EXERCISE OBJECTIVE => Return every line of the records below that contains the word "stadium".

EXTRACTED MATERIAL =>
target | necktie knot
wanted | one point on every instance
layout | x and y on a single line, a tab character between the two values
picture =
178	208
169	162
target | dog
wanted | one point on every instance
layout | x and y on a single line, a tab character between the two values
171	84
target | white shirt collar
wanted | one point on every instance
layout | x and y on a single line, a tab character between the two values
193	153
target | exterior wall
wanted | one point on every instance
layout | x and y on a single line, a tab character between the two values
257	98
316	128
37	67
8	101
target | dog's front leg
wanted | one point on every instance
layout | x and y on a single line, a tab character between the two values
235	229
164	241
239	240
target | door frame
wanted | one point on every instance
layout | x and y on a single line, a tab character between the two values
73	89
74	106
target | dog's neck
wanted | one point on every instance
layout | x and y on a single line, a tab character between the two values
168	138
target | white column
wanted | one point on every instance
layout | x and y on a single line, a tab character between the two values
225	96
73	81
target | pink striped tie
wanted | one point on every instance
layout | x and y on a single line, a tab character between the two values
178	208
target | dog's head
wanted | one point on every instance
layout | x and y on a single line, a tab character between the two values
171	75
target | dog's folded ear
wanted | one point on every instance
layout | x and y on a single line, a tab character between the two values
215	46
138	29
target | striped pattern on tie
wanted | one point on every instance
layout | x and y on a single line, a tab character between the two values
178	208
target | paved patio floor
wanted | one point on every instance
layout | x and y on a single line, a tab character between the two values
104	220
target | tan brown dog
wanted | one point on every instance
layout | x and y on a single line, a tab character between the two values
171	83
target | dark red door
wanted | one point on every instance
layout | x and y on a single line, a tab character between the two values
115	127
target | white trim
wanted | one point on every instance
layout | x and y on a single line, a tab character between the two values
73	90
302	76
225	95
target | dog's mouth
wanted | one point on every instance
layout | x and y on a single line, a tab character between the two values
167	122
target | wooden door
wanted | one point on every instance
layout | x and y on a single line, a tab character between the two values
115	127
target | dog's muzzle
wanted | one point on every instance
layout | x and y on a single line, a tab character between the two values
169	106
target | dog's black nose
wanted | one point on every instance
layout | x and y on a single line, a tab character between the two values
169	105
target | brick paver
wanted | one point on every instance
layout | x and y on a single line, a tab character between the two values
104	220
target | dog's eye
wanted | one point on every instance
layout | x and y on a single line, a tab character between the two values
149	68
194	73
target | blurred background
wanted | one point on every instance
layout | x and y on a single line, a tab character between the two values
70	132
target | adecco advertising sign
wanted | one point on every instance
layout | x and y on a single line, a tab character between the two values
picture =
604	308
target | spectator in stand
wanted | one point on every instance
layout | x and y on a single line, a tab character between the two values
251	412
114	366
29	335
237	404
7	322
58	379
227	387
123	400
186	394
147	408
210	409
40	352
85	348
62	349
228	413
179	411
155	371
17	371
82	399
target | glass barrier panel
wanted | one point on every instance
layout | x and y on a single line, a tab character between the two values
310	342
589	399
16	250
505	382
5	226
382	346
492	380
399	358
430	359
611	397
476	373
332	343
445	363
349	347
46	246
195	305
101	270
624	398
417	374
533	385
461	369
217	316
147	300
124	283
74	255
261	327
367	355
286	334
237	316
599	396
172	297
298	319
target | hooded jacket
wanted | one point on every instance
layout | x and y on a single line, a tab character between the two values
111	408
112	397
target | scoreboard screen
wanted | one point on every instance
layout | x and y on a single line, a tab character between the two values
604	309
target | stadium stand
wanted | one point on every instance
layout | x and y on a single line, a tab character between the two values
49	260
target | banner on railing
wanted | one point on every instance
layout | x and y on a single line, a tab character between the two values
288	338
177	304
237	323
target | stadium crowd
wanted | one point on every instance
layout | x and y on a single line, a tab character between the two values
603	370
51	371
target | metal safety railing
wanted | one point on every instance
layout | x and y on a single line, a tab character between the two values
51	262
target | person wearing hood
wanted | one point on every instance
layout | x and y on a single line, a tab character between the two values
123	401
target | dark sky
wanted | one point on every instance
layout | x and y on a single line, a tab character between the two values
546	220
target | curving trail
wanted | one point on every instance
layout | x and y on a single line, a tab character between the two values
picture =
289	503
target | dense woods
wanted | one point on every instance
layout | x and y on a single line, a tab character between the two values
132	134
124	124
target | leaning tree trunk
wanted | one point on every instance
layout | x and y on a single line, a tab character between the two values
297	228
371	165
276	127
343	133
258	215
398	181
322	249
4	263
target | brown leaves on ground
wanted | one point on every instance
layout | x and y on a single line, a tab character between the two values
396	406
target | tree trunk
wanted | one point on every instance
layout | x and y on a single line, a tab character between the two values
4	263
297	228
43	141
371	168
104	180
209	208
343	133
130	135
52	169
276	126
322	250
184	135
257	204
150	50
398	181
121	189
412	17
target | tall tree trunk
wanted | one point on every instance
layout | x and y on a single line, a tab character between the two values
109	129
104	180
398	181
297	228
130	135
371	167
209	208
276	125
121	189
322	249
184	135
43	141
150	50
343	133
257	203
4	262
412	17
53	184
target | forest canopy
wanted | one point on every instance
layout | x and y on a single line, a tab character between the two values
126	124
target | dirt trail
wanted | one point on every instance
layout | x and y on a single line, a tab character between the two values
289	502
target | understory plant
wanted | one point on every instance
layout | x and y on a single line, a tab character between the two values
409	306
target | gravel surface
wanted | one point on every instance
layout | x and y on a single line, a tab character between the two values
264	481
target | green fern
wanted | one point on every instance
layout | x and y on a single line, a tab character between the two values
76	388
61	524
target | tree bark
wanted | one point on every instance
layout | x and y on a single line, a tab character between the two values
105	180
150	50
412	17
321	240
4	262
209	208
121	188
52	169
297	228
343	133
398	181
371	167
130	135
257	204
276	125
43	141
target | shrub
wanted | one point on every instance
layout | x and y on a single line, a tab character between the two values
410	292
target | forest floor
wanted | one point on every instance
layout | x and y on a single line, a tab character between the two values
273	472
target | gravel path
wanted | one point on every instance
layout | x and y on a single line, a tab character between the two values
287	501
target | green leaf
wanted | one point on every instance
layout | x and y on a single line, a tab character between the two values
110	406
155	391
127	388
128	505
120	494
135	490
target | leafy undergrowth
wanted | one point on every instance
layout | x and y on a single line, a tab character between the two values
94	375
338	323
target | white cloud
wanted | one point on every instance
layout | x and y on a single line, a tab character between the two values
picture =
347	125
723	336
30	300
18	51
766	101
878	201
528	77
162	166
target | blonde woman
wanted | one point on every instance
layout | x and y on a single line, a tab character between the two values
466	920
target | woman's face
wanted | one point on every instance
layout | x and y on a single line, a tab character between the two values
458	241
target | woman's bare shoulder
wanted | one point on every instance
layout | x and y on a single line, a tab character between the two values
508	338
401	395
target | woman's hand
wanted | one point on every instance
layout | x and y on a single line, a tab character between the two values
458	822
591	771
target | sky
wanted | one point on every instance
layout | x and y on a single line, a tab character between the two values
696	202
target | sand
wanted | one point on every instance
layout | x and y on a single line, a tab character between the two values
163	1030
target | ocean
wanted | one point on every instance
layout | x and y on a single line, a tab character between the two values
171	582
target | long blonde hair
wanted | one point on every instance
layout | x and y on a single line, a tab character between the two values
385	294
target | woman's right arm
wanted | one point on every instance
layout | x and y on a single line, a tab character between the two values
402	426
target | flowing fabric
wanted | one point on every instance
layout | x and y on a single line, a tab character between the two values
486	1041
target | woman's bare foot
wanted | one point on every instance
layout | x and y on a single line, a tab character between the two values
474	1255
--
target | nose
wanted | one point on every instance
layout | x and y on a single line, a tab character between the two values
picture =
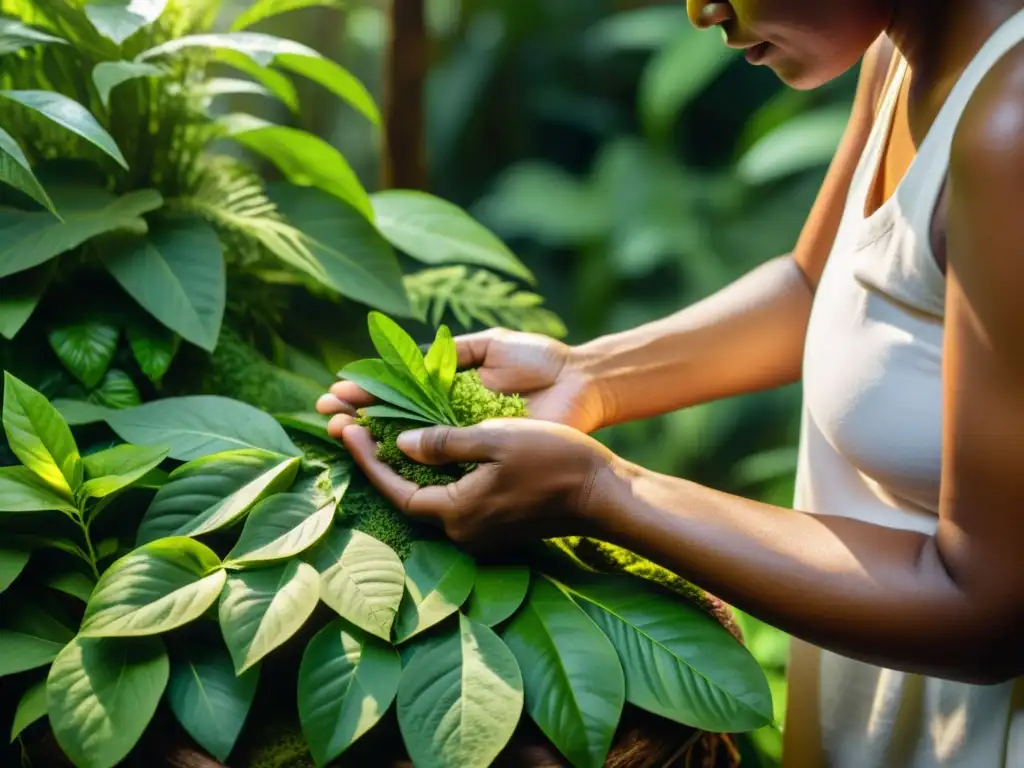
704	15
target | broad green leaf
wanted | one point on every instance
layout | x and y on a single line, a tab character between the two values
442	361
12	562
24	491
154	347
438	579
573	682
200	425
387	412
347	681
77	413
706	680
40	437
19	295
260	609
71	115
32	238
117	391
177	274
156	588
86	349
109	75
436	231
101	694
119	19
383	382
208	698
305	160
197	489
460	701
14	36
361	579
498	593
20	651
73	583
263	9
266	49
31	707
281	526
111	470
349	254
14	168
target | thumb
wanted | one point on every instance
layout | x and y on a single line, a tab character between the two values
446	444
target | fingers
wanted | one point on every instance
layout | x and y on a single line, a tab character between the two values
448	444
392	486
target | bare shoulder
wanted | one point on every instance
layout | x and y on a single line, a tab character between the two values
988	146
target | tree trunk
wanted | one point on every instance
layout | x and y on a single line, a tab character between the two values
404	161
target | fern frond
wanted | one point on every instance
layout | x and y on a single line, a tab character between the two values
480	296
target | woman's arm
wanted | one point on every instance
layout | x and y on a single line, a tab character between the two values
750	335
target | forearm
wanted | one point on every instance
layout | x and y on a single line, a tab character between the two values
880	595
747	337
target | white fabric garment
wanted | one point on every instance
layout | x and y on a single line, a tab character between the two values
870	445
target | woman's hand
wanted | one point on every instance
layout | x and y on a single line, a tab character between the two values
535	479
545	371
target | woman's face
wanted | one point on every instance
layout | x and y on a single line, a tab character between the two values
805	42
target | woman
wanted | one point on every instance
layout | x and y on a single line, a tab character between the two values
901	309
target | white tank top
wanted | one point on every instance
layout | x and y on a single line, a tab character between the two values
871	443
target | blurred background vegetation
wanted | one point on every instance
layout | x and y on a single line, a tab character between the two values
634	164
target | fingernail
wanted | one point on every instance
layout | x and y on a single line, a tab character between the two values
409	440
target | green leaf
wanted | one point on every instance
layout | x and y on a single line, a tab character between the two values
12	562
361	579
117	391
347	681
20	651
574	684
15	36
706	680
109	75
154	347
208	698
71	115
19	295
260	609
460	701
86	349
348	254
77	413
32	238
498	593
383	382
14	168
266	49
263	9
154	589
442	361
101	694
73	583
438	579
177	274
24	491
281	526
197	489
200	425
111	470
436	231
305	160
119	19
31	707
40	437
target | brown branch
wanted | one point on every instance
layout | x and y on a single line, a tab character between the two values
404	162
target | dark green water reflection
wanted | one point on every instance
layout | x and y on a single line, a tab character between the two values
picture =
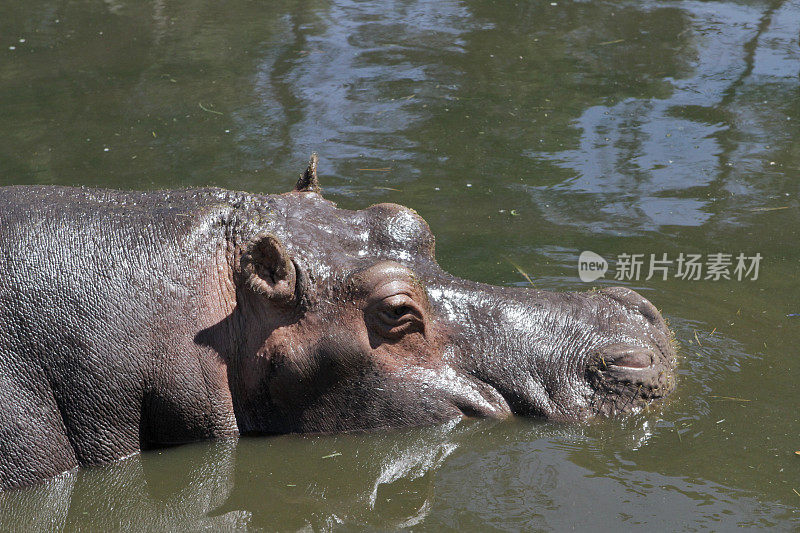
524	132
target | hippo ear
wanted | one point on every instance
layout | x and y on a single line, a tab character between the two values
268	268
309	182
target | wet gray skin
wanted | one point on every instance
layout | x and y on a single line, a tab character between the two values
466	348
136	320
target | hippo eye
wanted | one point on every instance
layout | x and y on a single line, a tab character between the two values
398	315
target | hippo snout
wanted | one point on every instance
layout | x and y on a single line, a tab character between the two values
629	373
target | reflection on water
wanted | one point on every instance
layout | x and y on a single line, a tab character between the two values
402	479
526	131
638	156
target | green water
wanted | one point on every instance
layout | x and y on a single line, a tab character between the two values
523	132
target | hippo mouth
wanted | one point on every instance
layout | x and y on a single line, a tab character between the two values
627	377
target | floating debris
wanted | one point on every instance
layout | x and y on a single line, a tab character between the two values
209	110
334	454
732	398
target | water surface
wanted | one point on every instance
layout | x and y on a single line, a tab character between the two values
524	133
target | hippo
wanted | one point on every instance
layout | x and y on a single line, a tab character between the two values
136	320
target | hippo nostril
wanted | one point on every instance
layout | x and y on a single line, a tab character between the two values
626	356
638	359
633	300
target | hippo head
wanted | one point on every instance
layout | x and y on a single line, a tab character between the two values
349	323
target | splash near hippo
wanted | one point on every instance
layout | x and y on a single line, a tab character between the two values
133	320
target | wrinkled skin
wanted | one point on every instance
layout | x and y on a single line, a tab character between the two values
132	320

FULL RESPONSE =>
target | stadium stand
target | stadium crowd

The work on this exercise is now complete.